╭─ Document excerpt
When Tomoaki Hamatsu, an aspiring comedian from the Japanese province of Fukushima, auditioned for the reality show Susunu! Denpa Shōnen in January 1998, he arrived with zero expectations and a dream for some fame. Reality television was still in its wild west infancy – no contracts, no protections, still just a handful of home-grown personalities. The new frontier of reality celebrity was just opening up, and Hamatsu, who went by the childhood nickname Nasubi – the Japanese word for eggplant, owing to his long face – saw an opportunity. His only boundary was a request from his mother: “Don’t get naked.”
As captured by the show’s producers and now reassembled in the remarkable new Hulu documentary The Contestant, a young Nasubi – short hair, wide and near-blinding smile – “won” the audition with the right lottery ticket. His prize? A stranger-than-fiction 15-month ordeal and groundbreaking national celebrity. Not that Nasubi was aware of it, at the time; he was escorted straight from the audition, blindfolded, to a studio apartment in Tokyo furnished with nothing but a camera, a table, a radio, a phone, a cushion and a full magazine rack. Ordered to strip naked, Nasubi tentatively undressed, still hamming for the camera. His assignment was to obtain everything he needed (clothes, food, entertainment) via magazine sweepstakes contests, until he won the equivalent of one million yen ($8,000).
So began A Life in Prizes, Denpa Shōnen’s massively popular segment, 17 million viewers a week at its peak, starring an unwitting Nasubi, who claims in The Contestant that he was told none of the footage would go to air. “‘If you do this reality show, it will be this way’ – no, there was nothing, no precedent,” Nasubi, now 48, told the Guardian via a translator. “The TV stuff, I didn’t even think about that. I didn’t know. I had no idea where it was going.”
╰─
╭─ Material for the task
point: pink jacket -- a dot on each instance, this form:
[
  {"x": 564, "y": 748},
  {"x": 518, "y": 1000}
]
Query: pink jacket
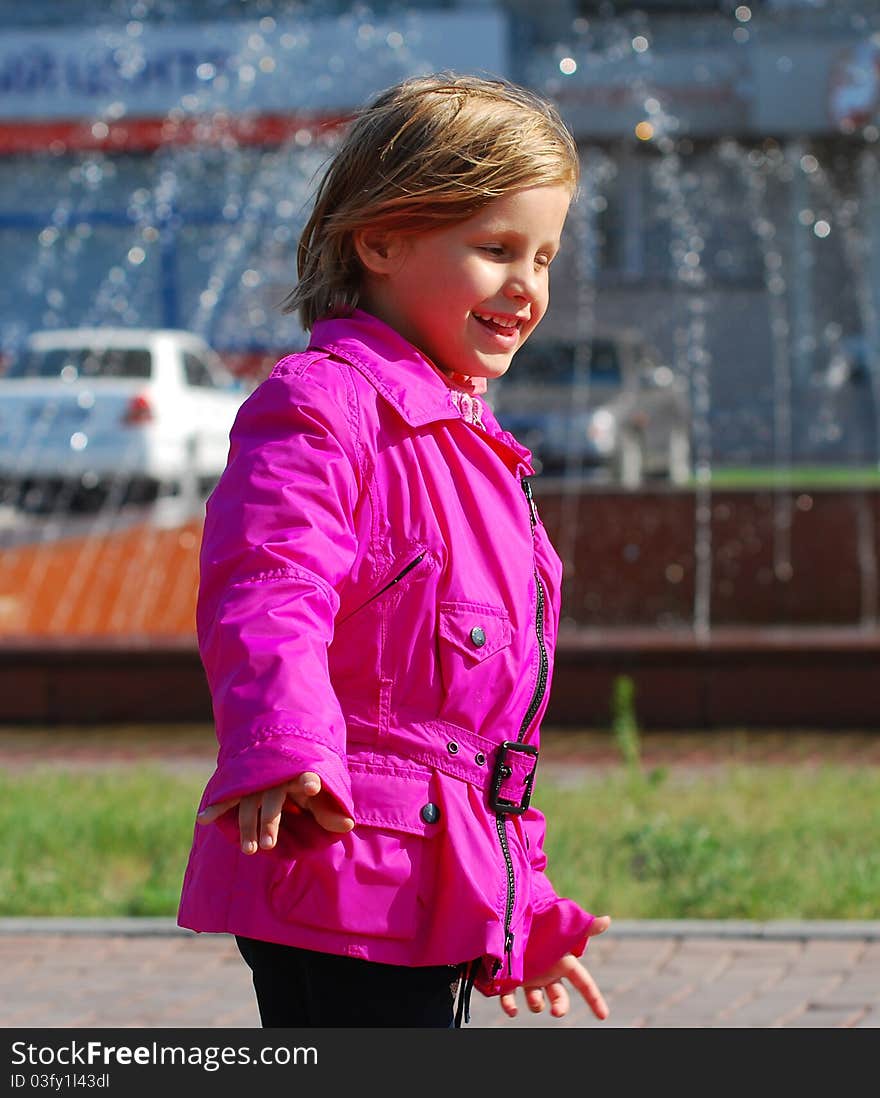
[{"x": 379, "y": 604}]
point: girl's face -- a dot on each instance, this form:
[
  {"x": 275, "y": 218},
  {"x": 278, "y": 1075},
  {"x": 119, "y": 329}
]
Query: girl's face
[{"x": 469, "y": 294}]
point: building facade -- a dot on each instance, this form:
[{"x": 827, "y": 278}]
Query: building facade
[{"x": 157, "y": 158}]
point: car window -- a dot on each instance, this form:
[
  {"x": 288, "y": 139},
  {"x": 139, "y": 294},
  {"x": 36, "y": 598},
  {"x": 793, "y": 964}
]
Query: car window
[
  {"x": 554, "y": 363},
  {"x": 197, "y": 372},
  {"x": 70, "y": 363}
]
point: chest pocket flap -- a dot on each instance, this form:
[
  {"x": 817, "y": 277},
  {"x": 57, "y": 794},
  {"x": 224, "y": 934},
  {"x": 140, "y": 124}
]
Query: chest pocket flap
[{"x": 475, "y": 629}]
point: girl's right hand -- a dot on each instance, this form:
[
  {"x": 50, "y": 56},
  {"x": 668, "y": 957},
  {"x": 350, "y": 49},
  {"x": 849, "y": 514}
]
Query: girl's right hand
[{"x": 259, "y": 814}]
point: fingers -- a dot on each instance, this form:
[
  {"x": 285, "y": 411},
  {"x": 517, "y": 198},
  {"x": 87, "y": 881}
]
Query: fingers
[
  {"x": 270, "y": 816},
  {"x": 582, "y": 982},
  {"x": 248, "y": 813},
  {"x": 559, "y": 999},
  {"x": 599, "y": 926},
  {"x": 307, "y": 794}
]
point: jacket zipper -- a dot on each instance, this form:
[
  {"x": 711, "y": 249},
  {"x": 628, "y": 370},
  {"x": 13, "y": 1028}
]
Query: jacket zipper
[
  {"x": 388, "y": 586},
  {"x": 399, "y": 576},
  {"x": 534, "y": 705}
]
╰─
**Exercise instructions**
(a) According to the article about Nasubi, how much did he have to win in prizes to finish his assignment?
(b) Output the entries word for word, beginning with the line that contains "point: chest pocket" and stopping after the final line of the entries.
The article about Nasubi and the entries are unrelated material.

**Completed exercise**
(a) The equivalent of one million yen ($8,000).

(b)
point: chest pocket flap -- a dot on each instance, this form:
[
  {"x": 817, "y": 277},
  {"x": 57, "y": 794},
  {"x": 224, "y": 934},
  {"x": 140, "y": 124}
]
Query: chest pocket flap
[{"x": 475, "y": 629}]
point: girl's right hand -- a dot on each instance, this form:
[
  {"x": 50, "y": 56},
  {"x": 668, "y": 957},
  {"x": 350, "y": 49},
  {"x": 849, "y": 514}
]
Query: girl's right hand
[{"x": 259, "y": 814}]
point: fingers -- a dot on each instance, this form:
[
  {"x": 285, "y": 411},
  {"x": 517, "y": 198},
  {"x": 87, "y": 881}
]
Query: fingers
[
  {"x": 270, "y": 816},
  {"x": 582, "y": 982},
  {"x": 248, "y": 813},
  {"x": 559, "y": 999},
  {"x": 599, "y": 926},
  {"x": 307, "y": 794}
]
point: jacket zipper -- a dot on each instance, this form:
[
  {"x": 711, "y": 249},
  {"x": 628, "y": 370},
  {"x": 13, "y": 1028}
]
Query: jacket zipper
[
  {"x": 388, "y": 586},
  {"x": 399, "y": 576},
  {"x": 534, "y": 705}
]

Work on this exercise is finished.